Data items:
/---

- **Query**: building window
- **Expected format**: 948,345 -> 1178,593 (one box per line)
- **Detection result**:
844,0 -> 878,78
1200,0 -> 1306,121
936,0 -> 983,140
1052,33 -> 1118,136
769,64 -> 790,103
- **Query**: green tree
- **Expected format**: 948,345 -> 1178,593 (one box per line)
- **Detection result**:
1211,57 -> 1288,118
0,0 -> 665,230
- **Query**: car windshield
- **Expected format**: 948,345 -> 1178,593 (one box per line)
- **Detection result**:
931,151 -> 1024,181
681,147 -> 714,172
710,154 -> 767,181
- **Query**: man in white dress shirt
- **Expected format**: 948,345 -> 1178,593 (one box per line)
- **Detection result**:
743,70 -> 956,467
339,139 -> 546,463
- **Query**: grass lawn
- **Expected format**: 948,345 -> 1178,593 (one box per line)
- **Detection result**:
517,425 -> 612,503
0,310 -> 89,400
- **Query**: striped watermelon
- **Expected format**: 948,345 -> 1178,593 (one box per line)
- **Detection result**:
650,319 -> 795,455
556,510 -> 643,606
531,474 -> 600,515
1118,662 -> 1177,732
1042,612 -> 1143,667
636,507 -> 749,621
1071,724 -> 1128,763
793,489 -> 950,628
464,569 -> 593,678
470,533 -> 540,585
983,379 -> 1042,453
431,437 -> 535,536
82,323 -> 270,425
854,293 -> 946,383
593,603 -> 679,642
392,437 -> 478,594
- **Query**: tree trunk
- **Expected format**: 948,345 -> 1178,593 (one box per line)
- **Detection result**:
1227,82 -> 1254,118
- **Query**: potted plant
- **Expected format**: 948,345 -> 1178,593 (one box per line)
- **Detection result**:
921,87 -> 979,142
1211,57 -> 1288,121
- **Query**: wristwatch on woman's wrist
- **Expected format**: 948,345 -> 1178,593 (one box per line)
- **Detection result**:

\---

**What to do**
Rename "Detection result" to "Predicted boxes" in every row above, and keep everything else the same.

**Answer to this problem**
- **Query**: building window
- **Expected format**: 948,345 -> 1178,593 (one box per line)
- **Predicted boxes**:
844,0 -> 878,78
1200,0 -> 1306,121
936,0 -> 983,140
1052,33 -> 1118,136
769,64 -> 790,103
- **Query**: green tree
- **Expected format**: 948,345 -> 1178,593 (one box per line)
- **Predicted boxes**:
1211,57 -> 1288,118
0,0 -> 665,230
- **Query**: car windshield
- **Expected format**: 948,345 -> 1178,593 (one box per line)
- **Predicted boxes**:
931,151 -> 1024,181
681,147 -> 714,172
710,154 -> 767,181
- **Query**: man in white dress shirt
- **Expected format**: 948,345 -> 1178,593 (one box per line)
- **Predicted boxes**:
743,70 -> 956,467
339,139 -> 546,463
- **Query**: grass lawn
- **Expected format**: 948,345 -> 1178,593 (one box per line)
- **Predicted boxes**:
517,425 -> 612,503
0,310 -> 89,400
- **Query**: striped watermelon
- **Expected format**: 948,345 -> 1178,593 (one box per line)
- **Predicted boxes**:
650,319 -> 795,455
556,510 -> 643,606
531,474 -> 600,515
1118,662 -> 1177,732
1042,612 -> 1143,667
636,507 -> 749,621
1071,724 -> 1128,763
793,489 -> 950,628
464,569 -> 593,678
470,533 -> 540,585
983,379 -> 1042,453
431,437 -> 535,536
82,323 -> 270,425
854,293 -> 946,383
593,603 -> 679,642
392,437 -> 478,594
- **Query**: tree trunk
- **Expected format**: 948,345 -> 1178,593 (one box per line)
- **Predicted boxes**:
1227,82 -> 1254,118
- **Query**: potted plant
- **Expected format**: 948,345 -> 1178,593 (one box per line)
- **Predicted boxes**:
921,87 -> 979,142
1211,57 -> 1288,121
- **Query**: wristwatch on woman's wrist
- **Expected format**: 948,345 -> 1178,593 (one box per line)
- **Predicted boxes**:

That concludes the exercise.